Em audiência de conciliação no dia 20 de março, a pedido da Justiça depois de uma primeira decisão favorável à prefeitura ter sido revogada , ficou decidido que a Funai faria um estudo de qualificação da reivindicação indígena sobre a área. O estudo, que se mantém mesmo após a reintegração de posse, é um procedimento administrativo que reúne informações sobre o grupo indígena que faz a reivindicação fundiária e busca indícios de ocupação tradicional no local.
A Justiça também recomendou ao prefeito Diogo Ferrari (PP) que criasse campanhas de ações afirmativas da cultura indígena no município, para evitar estigma e preconceito da população contra os indígenas. A reportagem questionou a prefeitura de Rio do Oeste sobre a campanha, mas não obteve resposta.
Para o coordenador jurídico da Articulação dos Povos Indígenas do Brasil (Apib), Maurício Terena, é dever do Estado prover segurança à integridade física dos indígenas, assim como de qualquer outro grupo civil sob ameaça.
“A gente necessariamente não está falando ainda de um território indígena, porque tem essa questão jurídica de status da terra, mas a Polícia Militar faz esta proteção e eles [PM] têm esse dever institucional das forças de segurança”, explica Terena, referindo-se ao local do acampamento, que se trata de um parque municipal.
Ossadas Xokleng
A área reivindicada pelos Xokleng faz parte da região catarinense onde milhares de indígenas foram exterminados por bugreiros , homens brancos contratados por autoridades locais para caçar os Xokleng na Mata Atlântica no início do século XX.
Depois da criação do parque municipal em 2004, o local serve de atrativo ecológico e turístico.
O município reconhece que a área do parque foi habitada pelos Xokleng não só pela exposição das ossadas encontradas ali e hoje expostas, mas também por uma placa colocada no local sob administração da prefeitura. Na inscrição, lê-se “Homenagem aos nativos Xokleng e Kaigains (sic). Habitantes de Nossos Vales ao Primeiro Contato com os Colonizadores”.

__Pedido__:
Resuma em duas frases o trecho sobre a reivindicação dos Xokleng em Rio do Oeste. Não é preciso consultar a listagem.

Itens de um conjunto de dados de apontamento
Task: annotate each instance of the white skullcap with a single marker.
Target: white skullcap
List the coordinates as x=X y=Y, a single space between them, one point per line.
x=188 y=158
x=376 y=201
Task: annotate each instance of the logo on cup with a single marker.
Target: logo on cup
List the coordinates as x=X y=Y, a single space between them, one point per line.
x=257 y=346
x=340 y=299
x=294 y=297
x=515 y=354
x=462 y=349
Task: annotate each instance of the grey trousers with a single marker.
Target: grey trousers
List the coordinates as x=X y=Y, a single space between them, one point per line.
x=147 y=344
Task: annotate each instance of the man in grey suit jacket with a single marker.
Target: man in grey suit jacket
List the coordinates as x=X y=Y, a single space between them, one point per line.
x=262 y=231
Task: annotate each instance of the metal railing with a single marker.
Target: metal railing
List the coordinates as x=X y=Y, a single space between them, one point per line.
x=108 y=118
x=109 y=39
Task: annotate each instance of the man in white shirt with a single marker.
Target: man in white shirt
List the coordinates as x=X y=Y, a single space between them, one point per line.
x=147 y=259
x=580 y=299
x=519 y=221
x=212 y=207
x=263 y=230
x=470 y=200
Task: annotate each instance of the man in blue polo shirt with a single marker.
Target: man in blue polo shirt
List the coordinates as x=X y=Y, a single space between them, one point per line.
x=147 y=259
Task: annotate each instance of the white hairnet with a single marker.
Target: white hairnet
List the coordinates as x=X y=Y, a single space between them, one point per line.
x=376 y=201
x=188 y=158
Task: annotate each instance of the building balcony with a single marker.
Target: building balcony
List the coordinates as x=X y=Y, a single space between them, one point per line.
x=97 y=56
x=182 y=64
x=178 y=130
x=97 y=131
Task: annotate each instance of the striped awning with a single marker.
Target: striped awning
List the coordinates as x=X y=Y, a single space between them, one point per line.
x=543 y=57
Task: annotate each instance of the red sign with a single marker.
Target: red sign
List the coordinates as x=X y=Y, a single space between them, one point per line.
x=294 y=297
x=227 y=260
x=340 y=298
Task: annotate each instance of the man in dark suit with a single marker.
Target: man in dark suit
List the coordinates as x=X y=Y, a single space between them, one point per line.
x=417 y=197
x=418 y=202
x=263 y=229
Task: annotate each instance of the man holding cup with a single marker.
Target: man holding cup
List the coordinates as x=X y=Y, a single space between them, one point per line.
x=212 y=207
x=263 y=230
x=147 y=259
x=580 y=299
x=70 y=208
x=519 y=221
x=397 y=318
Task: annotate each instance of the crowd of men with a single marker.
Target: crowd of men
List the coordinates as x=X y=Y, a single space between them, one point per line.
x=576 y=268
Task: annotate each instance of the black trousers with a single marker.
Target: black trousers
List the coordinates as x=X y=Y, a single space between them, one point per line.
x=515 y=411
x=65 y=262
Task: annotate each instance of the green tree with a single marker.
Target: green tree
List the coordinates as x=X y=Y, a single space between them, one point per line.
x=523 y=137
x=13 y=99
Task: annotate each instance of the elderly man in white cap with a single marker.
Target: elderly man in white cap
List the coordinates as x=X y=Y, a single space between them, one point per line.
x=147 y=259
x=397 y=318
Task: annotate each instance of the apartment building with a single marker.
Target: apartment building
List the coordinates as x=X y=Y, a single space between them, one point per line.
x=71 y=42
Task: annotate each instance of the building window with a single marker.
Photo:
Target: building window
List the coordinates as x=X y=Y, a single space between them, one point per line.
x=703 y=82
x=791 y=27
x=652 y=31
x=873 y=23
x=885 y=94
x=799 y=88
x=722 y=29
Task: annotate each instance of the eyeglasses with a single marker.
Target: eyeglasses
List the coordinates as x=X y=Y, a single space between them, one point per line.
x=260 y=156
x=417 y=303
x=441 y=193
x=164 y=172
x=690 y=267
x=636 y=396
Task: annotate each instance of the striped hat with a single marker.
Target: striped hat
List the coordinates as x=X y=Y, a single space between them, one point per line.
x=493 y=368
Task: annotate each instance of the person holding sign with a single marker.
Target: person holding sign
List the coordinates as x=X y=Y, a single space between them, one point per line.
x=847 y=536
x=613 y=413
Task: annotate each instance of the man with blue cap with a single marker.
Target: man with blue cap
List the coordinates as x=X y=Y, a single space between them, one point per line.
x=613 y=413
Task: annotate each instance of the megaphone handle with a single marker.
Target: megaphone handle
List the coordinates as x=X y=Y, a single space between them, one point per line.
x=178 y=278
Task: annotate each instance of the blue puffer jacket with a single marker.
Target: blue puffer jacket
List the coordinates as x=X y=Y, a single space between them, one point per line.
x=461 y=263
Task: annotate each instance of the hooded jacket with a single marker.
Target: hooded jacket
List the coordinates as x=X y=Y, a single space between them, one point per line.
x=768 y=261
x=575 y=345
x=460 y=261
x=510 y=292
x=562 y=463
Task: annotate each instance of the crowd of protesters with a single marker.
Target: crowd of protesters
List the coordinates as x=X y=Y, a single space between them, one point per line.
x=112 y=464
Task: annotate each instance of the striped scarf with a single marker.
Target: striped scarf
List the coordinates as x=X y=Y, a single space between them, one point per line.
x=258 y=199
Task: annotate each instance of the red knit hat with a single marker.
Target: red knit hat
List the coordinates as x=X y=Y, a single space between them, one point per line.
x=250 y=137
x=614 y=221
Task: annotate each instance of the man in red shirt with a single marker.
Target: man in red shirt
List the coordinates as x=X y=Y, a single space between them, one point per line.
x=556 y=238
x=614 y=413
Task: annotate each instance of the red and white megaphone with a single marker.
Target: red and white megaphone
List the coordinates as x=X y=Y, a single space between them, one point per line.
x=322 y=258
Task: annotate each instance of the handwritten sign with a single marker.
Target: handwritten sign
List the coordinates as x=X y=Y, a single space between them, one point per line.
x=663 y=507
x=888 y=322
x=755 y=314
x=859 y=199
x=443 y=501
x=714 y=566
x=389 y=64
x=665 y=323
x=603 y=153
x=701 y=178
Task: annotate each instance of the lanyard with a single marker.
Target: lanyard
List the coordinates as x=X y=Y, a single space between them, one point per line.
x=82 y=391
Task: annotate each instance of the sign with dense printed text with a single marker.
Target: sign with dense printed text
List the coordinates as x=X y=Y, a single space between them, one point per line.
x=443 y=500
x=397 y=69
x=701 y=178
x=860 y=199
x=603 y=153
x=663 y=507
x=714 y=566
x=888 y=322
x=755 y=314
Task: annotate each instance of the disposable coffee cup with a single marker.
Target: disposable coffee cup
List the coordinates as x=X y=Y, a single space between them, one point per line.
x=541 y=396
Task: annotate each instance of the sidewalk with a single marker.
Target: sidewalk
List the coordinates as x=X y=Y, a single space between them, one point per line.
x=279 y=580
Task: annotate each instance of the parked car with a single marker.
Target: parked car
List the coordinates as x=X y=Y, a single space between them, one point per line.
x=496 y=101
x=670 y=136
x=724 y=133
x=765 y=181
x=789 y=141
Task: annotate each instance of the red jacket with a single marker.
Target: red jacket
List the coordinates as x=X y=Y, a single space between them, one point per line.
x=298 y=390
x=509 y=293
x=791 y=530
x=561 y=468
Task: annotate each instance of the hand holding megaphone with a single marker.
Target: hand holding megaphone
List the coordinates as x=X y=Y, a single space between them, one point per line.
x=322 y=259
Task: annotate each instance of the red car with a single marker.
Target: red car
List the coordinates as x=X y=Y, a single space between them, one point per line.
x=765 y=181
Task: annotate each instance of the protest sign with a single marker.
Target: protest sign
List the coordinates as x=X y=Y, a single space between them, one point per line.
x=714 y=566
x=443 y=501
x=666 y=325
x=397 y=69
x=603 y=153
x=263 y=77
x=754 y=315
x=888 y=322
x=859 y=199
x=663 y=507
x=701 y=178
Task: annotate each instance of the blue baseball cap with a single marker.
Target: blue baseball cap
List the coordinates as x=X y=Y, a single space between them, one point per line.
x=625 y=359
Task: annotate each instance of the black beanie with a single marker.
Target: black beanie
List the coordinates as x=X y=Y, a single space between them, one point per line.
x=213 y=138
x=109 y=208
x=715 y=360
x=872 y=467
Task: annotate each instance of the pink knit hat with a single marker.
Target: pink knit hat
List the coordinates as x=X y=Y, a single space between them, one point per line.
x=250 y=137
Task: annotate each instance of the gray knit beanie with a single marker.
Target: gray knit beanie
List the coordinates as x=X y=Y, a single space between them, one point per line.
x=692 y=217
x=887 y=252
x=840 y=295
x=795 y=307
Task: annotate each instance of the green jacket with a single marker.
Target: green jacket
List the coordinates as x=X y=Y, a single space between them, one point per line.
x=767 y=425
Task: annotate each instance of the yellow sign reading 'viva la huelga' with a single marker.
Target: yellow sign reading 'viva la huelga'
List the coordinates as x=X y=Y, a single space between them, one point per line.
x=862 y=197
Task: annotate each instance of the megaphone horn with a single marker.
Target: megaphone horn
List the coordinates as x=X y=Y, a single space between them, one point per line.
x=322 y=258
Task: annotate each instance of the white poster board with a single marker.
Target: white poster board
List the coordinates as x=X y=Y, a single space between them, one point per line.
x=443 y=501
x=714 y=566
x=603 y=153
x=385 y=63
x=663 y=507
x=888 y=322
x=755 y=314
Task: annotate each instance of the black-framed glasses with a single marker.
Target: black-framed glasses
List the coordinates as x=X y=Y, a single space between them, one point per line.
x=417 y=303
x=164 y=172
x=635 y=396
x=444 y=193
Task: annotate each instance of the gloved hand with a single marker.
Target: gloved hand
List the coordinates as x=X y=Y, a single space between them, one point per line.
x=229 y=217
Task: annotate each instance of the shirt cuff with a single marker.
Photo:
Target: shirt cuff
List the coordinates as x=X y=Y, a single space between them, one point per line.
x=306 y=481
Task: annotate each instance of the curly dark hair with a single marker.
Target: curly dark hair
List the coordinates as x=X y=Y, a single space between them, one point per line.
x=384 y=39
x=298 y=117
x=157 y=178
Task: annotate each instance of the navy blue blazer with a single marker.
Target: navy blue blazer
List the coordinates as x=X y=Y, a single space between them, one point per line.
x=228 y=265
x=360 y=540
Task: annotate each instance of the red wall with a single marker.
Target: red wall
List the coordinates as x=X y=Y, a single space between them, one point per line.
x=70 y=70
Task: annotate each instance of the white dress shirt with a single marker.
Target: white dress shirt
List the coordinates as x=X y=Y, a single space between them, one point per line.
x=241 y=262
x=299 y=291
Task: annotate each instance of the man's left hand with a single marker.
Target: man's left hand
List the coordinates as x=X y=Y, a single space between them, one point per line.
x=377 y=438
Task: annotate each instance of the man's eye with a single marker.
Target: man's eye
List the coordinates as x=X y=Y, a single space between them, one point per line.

__Resposta certa__:
Numa audiência de conciliação em 20 de março, ficou decidido que a Funai faria um estudo sobre a reivindicação indígena da área, e a Justiça recomendou ao prefeito de Rio do Oeste campanhas para evitar o preconceito contra os indígenas. A área, um parque municipal criado em 2004, fica na região onde milhares de Xokleng foram exterminados por bugreiros no início do século XX, e o município reconhece que ela foi habitada por esse povo.